EXTRACTED MATERIAL section start

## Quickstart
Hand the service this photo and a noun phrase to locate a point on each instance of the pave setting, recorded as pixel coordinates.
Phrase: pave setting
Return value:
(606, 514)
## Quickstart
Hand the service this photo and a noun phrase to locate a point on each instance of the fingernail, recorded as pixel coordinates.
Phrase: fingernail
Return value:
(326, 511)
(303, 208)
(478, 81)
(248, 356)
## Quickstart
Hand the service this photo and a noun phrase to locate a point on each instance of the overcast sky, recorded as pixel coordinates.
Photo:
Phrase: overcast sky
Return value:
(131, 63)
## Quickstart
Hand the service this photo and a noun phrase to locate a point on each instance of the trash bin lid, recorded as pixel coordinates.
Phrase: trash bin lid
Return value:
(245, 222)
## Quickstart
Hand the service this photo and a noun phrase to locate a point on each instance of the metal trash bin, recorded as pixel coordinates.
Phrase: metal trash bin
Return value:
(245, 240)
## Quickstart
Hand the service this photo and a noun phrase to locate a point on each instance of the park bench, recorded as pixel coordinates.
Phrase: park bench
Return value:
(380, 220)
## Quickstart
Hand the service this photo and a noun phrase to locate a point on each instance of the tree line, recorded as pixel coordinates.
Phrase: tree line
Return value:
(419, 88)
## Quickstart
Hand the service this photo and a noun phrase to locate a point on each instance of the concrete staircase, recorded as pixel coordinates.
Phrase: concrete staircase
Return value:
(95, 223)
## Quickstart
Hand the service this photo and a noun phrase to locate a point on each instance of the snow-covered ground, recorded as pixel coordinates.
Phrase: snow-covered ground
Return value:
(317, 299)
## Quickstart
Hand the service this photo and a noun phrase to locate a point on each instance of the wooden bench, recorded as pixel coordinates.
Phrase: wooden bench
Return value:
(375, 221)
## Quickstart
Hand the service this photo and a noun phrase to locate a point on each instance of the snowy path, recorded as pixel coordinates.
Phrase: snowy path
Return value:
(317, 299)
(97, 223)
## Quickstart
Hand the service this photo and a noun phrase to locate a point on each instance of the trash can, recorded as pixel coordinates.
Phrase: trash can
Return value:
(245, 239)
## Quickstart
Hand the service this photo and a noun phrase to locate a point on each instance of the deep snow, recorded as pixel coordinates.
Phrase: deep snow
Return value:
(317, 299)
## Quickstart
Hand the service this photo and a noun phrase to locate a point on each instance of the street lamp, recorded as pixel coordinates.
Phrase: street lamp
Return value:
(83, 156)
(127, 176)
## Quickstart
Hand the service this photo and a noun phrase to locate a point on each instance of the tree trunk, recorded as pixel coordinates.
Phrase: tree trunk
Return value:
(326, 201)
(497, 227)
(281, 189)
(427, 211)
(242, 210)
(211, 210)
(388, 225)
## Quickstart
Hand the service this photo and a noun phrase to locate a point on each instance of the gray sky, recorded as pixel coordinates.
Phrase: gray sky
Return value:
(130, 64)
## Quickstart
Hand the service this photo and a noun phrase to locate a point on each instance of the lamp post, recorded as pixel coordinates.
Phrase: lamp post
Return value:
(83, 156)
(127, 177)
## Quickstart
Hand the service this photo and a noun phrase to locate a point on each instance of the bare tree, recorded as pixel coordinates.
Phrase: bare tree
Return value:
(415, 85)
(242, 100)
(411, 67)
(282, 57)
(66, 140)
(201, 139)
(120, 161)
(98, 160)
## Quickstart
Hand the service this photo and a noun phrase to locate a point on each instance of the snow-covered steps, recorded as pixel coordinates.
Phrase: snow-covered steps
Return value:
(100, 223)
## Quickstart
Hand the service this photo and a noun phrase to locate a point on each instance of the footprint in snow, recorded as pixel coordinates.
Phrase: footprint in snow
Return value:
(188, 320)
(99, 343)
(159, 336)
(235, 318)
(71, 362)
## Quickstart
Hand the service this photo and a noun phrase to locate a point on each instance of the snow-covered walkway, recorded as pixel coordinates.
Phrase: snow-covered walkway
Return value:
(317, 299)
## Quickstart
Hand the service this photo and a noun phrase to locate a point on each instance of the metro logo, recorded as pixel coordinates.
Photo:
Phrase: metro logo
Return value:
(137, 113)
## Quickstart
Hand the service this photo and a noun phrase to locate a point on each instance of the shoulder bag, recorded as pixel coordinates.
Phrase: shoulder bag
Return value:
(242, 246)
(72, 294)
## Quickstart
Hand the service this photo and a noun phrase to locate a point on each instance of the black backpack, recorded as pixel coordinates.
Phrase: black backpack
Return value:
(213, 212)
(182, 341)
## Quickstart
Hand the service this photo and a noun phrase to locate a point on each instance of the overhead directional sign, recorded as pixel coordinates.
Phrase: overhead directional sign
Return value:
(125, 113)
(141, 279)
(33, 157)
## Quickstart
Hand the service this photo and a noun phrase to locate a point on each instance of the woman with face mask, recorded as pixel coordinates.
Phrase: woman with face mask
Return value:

EXTRACTED MATERIAL section end

■ **WHAT IS EXPECTED**: A verbatim restatement of all the entries above is required.

■ **WRITTEN SOLUTION**:
## Quickstart
Hand the service this photo and a noun phrase to locate a point on each instance of the pave setting, recorded as pixel coordinates.
Phrase: pave setting
Return value:
(606, 514)
## Quickstart
Hand the service this photo and a noun phrase to locate a point on each instance of the fingernail, recorded as pixel coordinates.
Phrase: fingernail
Return value:
(326, 511)
(303, 208)
(478, 81)
(248, 356)
## Quickstart
Hand the service this photo and a noun phrase to locate a point on each instance of the overcast sky, recorded as pixel coordinates.
Photo:
Phrase: overcast sky
Return value:
(131, 63)
## Quickstart
Hand the service this photo and a noun phrase to locate a point on each instance of the trash bin lid, recorded as pixel coordinates.
Phrase: trash bin lid
Return value:
(245, 222)
## Quickstart
Hand the service this photo and a noun phrase to locate a point on each instance of the metal trash bin, recorded as pixel coordinates.
Phrase: metal trash bin
Return value:
(245, 240)
## Quickstart
Hand the service this photo and a noun phrase to locate a point on each instance of the park bench, recorded as pixel coordinates.
Phrase: park bench
Return value:
(380, 220)
## Quickstart
Hand the service this photo and a noun phrase to locate a point on each instance of the tree line, recorded as pixel coordinates.
Phrase: tree line
Return value:
(419, 88)
## Quickstart
Hand the service this photo and a noun phrase to locate a point on each instance of the concrete staircase, recorded as pixel coordinates.
Phrase: concrete staircase
Return value:
(95, 223)
## Quickstart
Hand the service this photo and a noun phrase to locate a point on each instance of the snow-covered ground, recorded as pixel coordinates.
Phrase: snow-covered ground
Return value:
(317, 299)
## Quickstart
Hand the service this photo and a noun phrase to locate a point on each instance of the wooden bench, recorded as pixel coordinates.
Phrase: wooden bench
Return value:
(375, 221)
## Quickstart
Hand the service this photo and a noun phrase to locate a point on each instance of the snowy path, recorded as pixel coordinates.
Phrase: snowy path
Return value:
(317, 299)
(97, 223)
## Quickstart
Hand the service this photo and a noun phrase to locate a point on each instance of the trash can, recorded as pixel coordinates.
Phrase: trash can
Return value:
(245, 239)
## Quickstart
Hand the service this photo and a noun phrase to locate a point on each instance of the deep snow, recorded as pixel coordinates.
Phrase: deep snow
Return value:
(317, 299)
## Quickstart
Hand the service this photo and a noun phrase to locate a point on each instance of the street lamp, recorded as pixel coordinates.
Phrase: street lamp
Return value:
(83, 156)
(127, 176)
## Quickstart
Hand the service this photo and a noun phrase to locate a point on each instance of the tree trunk, recorded as pixel coordinates.
Phrase: tree trunk
Return value:
(326, 201)
(497, 227)
(281, 189)
(427, 211)
(242, 210)
(211, 210)
(388, 225)
## Quickstart
Hand the service this photo and a noun phrase to locate a point on each instance of the gray sky, recorded as pixel coordinates.
Phrase: gray sky
Return value:
(130, 64)
## Quickstart
Hand the service this photo and a noun phrase to locate a point on each instance of the lamp post, recorded as pixel coordinates.
Phrase: lamp post
Return value:
(83, 156)
(127, 177)
## Quickstart
Hand the service this photo and a noun phrase to locate a point on each instance of the bare tree, recorded as pixel coordinates.
Phrase: bare tree
Return value:
(415, 85)
(242, 100)
(411, 67)
(282, 57)
(66, 140)
(201, 139)
(120, 161)
(98, 160)
## Quickstart
Hand the service this photo and a noun phrase to locate a point on each instance of the snow-covered steps, recorded as pixel coordinates.
Phrase: snow-covered steps
Return value:
(100, 223)
## Quickstart
Hand the service this photo and a noun phrase to locate a point on each instance of the footprint in snow, recorded as pixel coordinates.
Phrase: footprint in snow
Return value:
(188, 320)
(99, 343)
(159, 336)
(235, 318)
(71, 362)
## Quickstart
Hand the service this photo and a noun phrase to locate a point on each instance of the snow-covered walkway, recorded as pixel coordinates.
Phrase: snow-covered walkway
Return value:
(317, 299)
## Quickstart
Hand the service this photo and a noun phrase to locate a point on each instance of the metro logo, recorded as pixel coordinates.
Photo:
Phrase: metro logo
Return value:
(137, 113)
## Quickstart
Hand the service this photo and a noun phrase to locate a point on each instance of the shoulder bag, recorded as pixel coordinates.
Phrase: shoulder bag
Return value:
(242, 246)
(72, 294)
## Quickstart
Hand the service this photo and a noun phrase to locate a point on each instance of the black backpack, recorded as pixel coordinates.
Phrase: black backpack
Return value:
(213, 212)
(182, 341)
## Quickstart
Hand the service this photo and a noun phrase to locate a point on each instance of the overhead directional sign, recorded as pixel coordinates.
Phrase: overhead directional sign
Return value:
(125, 113)
(141, 279)
(33, 157)
## Quickstart
Hand the service this photo and a noun phrase to locate a point on each instance of the woman with face mask, recorded as pixel coordinates.
Phrase: woman with face mask
Return value:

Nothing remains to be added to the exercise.